### GIVEN TEXT
-.-.-
Inside Syrian jail: Doctors and Londoners among Islamic State prisoners

Sky News' Mark Stone meets Islamic State prisoners inside a Syrian prison where inmates recently tried to escape.

"You must not film anything outside the prison," the guard warns us as we arrive.

A few weeks earlier, there had been an attempted prison break. Hundreds of Islamic State (IS) inmates tried to escape, prompted by the chaos of a car bomb outside.

It was not successful. But the Kurdish soldiers guarding this prison can give no guarantees that it will not happen again.

"It is a ticking time bomb waiting to explode," the soldier in charge of the prison then warns.

We are inside one of a number of IS prisons in northeastern Syria . This is where the men of the Islamic State, of fighting age, are held.

They were brought here after their so-called caliphate fell in March. And then they were forgotten.

They ask: "What's going to happen to us?" It is a question they ask over and over.

"Will our governments take us back? Why are we getting no information?"

Of the many things to hit you when you walk inside, the silence is one. It is mid-afternoon but with a powercut the place is in darkness.

A guard opens a series of huge steel gates partitioning a long corridor. One of the gates has newly soldered brackets. In the attempted prison break, the inmates had ripped it clean off the wall.

Beyond the gates, behind the walls, in cells to the left and right, are thousands of IS prisoners. On each door is the number of prisoners behind it.

Most of the cells, which are not large, contain over a hundred men from all over the world. Dressed in orange boiler suits, they wait, while their countries wonder what to do with them.

The first inmate we speak to introduces himself as Mohammed Diemer, from Germany.

"For me it was a mistake. For me, I watched too much propaganda. I fell into their tricks, you know," he tells me. He looks like a broken man.

"What are their tricks?" I ask him.

"They make good propaganda. There were some people, they made, called me to here and told me you can live here. Islamic... and... in the end it wasn't," he says.

"It wasn't what was expected."

Does his family know he is alive?

"I think so. I told them I was going to go out. I told them also to talk to the embassy.

"I don't know what is happening. I spent eight months here. No news, no nothing. It's a very hard time. Very hard."

In the cell opposite him we meet Zachariah Masrif who says he is an intensive care doctor from the Syrian city of Homs.

Like many others have done, he claims that he was simply caught up in the wrong place when IS took over. And as a doctor, his skills were needed.

His defence, if he is ever able to present it, is that he and others were duped and then trapped.

"The Syrian people, sir, you know them, they are clean people, they are simple people," he tells me.

"These [IS] people who came from Iraq and they came from outside; they used our clean hearts and they put their 'come fight for Islam, Islam, Islam, Islam, Islam', they pull all of these people, women and men and youths, and they pull them and especially they are working on the teenagers - from 14 to 16 to 20 - these are the people they were targeting."
-.-.-
### AVAILABLE DATA
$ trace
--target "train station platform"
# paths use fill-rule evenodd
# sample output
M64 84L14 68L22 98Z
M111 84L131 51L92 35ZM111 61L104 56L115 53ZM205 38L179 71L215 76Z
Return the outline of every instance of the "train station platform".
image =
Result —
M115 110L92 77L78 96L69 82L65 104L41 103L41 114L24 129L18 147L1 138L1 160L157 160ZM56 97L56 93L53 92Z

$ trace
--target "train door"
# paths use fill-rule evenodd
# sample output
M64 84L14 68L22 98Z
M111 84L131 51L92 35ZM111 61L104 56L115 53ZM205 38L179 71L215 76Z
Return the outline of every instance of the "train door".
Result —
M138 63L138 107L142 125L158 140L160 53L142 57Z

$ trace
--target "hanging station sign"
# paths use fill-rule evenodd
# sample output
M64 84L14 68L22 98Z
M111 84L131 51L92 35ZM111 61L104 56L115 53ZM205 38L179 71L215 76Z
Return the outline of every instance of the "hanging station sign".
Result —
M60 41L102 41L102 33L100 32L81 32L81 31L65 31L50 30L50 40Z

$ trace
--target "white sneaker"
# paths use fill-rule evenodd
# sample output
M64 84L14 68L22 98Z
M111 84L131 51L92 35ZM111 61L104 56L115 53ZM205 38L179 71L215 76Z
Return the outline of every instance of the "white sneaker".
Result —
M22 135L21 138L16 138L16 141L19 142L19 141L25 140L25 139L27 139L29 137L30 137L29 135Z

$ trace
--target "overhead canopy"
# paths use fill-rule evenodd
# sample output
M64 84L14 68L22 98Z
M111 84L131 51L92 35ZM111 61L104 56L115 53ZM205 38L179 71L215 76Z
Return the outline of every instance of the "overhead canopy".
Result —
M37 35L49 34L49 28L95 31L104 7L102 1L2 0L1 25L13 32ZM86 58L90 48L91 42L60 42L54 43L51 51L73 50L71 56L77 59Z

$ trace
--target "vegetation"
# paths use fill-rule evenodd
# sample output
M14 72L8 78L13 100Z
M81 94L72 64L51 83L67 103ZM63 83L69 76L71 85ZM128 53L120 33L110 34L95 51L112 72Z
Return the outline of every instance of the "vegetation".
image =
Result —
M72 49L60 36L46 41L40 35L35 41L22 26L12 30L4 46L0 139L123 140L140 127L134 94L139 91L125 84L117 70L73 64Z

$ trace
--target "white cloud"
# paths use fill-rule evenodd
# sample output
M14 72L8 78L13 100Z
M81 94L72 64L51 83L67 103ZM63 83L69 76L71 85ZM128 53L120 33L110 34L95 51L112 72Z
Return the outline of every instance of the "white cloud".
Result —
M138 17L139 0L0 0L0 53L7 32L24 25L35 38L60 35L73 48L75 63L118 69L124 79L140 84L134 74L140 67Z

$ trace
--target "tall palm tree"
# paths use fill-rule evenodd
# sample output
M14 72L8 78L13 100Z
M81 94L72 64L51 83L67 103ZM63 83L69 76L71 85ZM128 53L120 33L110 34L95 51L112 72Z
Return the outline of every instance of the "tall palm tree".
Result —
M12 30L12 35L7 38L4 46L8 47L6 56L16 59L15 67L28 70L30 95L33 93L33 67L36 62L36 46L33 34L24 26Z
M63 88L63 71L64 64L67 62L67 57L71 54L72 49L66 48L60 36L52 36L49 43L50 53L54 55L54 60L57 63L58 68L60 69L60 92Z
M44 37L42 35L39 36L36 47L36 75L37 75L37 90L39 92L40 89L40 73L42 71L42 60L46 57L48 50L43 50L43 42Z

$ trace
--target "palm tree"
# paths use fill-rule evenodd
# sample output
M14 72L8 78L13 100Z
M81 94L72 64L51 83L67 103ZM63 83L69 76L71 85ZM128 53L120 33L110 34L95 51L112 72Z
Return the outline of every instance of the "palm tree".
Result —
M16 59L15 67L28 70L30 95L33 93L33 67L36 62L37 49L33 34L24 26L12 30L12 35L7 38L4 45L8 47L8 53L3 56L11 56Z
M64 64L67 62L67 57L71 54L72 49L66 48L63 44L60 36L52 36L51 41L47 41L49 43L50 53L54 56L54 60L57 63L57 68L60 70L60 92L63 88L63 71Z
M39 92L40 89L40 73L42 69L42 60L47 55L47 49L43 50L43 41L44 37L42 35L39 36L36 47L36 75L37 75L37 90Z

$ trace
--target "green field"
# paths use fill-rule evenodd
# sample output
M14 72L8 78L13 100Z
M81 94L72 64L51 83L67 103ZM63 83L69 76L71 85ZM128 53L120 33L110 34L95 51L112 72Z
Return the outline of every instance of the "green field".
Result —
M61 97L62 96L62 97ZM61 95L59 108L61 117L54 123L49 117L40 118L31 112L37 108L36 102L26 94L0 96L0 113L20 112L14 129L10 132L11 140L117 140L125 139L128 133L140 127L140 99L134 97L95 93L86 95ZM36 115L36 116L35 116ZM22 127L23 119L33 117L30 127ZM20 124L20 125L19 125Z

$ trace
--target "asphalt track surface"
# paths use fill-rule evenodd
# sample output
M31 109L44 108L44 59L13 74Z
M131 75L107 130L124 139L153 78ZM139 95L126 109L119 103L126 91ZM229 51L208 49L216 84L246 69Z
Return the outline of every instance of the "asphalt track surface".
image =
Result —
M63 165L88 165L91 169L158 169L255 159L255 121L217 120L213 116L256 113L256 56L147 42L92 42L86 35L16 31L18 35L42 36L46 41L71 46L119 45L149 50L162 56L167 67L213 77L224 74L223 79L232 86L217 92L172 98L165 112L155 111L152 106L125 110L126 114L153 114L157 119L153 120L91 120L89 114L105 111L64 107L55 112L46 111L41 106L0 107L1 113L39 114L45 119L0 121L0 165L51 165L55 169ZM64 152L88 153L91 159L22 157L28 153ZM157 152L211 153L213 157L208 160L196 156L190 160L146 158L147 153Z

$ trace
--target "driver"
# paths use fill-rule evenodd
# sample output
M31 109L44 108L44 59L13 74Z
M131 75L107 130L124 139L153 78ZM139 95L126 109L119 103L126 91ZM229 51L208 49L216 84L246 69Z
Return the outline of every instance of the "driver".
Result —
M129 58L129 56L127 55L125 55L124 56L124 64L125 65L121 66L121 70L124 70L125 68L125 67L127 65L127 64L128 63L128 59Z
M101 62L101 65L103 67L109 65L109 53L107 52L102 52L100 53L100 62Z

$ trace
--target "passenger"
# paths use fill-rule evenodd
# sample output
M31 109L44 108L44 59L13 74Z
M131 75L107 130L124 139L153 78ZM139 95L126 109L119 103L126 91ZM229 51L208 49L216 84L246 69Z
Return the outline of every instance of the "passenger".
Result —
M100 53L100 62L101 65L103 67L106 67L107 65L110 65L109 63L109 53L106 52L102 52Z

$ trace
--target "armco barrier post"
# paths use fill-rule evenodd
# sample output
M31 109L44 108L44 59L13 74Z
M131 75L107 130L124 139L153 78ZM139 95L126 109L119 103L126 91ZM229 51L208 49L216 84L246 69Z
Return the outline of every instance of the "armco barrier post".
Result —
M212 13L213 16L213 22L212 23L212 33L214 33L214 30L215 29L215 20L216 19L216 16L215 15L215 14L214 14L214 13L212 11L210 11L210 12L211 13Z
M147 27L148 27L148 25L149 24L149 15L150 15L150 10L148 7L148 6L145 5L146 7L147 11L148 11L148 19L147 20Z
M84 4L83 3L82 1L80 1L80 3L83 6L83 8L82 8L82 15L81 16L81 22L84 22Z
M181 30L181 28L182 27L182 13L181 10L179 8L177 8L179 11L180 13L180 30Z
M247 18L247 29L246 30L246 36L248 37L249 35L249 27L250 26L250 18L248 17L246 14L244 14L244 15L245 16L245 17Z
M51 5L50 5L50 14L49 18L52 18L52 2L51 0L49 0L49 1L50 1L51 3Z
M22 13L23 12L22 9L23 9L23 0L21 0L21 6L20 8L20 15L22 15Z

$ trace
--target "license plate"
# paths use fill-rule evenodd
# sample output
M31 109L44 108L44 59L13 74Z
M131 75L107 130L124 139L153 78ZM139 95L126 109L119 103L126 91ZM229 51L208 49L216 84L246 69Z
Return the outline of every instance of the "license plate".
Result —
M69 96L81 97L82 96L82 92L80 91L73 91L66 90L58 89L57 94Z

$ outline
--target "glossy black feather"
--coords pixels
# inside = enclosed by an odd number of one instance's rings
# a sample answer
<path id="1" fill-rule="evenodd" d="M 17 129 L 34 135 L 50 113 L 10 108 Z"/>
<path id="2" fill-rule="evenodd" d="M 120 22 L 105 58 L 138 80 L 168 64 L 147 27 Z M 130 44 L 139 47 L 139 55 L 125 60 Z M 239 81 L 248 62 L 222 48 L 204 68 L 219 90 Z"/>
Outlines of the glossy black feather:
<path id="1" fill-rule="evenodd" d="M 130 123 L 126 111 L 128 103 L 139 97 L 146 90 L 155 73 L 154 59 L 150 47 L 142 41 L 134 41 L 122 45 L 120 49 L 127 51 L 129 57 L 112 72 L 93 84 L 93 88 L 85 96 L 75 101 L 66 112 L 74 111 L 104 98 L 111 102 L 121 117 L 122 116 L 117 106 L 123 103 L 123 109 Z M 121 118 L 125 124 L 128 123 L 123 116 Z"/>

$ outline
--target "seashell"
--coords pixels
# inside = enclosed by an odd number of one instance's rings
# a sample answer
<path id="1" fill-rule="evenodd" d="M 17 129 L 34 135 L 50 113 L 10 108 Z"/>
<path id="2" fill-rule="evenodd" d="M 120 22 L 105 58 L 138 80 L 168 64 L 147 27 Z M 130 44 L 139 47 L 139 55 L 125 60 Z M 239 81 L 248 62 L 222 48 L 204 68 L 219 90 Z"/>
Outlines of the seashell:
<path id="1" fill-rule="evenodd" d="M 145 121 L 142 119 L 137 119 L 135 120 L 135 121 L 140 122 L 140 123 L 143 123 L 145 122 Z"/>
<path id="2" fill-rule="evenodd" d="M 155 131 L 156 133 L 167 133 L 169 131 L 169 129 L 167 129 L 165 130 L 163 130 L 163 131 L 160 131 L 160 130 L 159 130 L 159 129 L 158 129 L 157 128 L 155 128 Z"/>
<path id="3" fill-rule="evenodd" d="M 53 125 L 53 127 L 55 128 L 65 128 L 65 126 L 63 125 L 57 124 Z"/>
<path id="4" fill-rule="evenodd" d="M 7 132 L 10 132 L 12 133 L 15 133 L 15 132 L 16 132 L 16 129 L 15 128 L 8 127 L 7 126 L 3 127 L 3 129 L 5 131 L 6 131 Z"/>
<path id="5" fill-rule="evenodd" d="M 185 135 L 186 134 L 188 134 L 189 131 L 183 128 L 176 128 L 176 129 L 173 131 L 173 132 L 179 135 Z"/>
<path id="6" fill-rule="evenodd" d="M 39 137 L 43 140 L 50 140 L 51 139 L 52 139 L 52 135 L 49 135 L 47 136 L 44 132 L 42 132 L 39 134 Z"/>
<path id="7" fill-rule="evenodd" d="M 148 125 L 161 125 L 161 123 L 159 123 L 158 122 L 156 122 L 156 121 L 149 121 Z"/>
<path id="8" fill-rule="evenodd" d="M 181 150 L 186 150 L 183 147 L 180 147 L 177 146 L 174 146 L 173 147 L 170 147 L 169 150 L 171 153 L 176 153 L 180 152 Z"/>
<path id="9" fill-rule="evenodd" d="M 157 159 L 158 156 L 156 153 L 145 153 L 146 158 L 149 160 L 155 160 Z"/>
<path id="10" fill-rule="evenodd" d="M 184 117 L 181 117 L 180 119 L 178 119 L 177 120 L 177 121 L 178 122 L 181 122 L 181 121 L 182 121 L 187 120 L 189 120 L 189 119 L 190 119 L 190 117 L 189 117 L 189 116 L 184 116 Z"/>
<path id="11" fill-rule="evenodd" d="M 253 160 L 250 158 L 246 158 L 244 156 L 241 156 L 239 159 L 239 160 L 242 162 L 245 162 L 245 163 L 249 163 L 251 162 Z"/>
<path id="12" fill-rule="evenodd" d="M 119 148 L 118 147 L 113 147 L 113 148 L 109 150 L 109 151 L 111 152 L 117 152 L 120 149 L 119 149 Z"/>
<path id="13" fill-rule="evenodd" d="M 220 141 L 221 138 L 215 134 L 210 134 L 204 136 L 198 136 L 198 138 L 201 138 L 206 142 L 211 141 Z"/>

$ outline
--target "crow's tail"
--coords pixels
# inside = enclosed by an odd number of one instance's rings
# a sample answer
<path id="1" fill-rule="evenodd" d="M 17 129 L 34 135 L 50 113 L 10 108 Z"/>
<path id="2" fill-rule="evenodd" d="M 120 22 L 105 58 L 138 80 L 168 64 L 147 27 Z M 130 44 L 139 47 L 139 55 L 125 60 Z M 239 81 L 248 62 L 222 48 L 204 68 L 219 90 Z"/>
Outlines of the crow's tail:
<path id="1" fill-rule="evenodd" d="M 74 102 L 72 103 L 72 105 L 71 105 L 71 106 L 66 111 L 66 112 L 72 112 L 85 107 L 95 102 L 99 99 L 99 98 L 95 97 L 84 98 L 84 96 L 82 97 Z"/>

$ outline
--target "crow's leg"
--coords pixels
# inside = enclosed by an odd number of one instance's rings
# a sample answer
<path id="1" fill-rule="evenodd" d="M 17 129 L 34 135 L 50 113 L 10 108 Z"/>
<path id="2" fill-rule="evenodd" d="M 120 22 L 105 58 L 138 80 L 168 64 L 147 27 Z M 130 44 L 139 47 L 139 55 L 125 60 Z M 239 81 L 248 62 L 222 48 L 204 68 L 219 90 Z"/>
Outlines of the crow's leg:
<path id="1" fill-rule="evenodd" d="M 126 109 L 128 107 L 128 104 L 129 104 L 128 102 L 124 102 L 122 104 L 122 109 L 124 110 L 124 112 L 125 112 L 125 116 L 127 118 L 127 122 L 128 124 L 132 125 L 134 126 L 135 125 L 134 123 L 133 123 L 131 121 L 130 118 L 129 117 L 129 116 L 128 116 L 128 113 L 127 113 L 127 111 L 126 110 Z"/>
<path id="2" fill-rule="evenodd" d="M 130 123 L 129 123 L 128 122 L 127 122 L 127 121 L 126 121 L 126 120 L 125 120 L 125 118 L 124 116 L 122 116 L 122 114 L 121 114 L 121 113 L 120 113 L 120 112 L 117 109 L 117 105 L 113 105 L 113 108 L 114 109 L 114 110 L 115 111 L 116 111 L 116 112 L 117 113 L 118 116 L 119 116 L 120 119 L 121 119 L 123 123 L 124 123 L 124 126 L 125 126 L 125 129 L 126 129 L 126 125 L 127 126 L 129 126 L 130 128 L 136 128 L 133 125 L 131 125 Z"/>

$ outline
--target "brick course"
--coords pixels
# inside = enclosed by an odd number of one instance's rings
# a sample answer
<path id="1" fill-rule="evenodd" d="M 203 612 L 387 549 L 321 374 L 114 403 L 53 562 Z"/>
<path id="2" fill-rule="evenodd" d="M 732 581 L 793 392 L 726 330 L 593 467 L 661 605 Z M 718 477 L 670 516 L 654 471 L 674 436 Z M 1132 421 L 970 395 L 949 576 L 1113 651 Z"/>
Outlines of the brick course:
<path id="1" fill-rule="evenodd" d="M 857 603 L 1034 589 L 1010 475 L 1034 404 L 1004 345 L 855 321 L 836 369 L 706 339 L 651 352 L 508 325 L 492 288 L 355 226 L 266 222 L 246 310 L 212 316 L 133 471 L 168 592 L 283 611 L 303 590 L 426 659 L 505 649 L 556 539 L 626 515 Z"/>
-.-.-
### EXERCISE
Continue the report on the Syrian prison holding Islamic State inmates from the point where it stops.

### RESPONSE BOX
We are taken to the prison clinic. This is where the war wounded are kept. Some are horribly disfigured. I watch one man bandaging the stump of his amputated leg. Another stares me out as I look at him. It is deeply unsettling.

Among them we meet Ishak Mostefaoui, from Leyton, east London.

"I was within the Islamic State, living under the Islamic State, yeah," he tells me casually.

At your own choice?

"Yeah!"

Again, he seems nonplussed. Does he still believe in the Islamic State?

"Well now it's over. It's over and done with and we're here... hoping to go back to what we done before and we have been here for the last nine months not knowing about our families."

But does he believe in what IS stands for?

"No, no, no. They have done a lot of mistakes and you know life is a lesson curve, a learning curve like we say.

"They cut people's heads off in Raqqa," I remind him.

"Yeah, I'm telling you..."

Was he involved in that at all?

"No, no, no. I was not involved in that. We condemn all the crimes and oppression that they actually did then," he insists.

Should we believe him, or not?

That is a judgement no one is making. Instead, governments globally pretend they are not here.

In a control room, a single Kurdish guard watches a bank of CCTV screens. Each camera is trained on a cell with dozens inside.

The guard points out the two cells with those he considers to be the most dangerous inside.

And then the stark warning: "We established this prison according to our abilities and circumstances. This is the best we can do without anyone else."

He says that the recent incursion by Turkey into this part of Syria has made matters even worse.

"After Turkey's attack against our borders and our people, part of our forces here withdrew and we're forced to go to defend and protect our borders, territory, homes and families," he says.

"Half of the forces left. This made our security level less than before."

There are no easy answers for all this. Every option is bad. To take them back and attempt to prosecute? Or to leave them? Are they all perpetrators or are some victims, duped by the cult?

Maybe some are victims who became perpetrators. They are questions that, for now, no one is even trying to answer.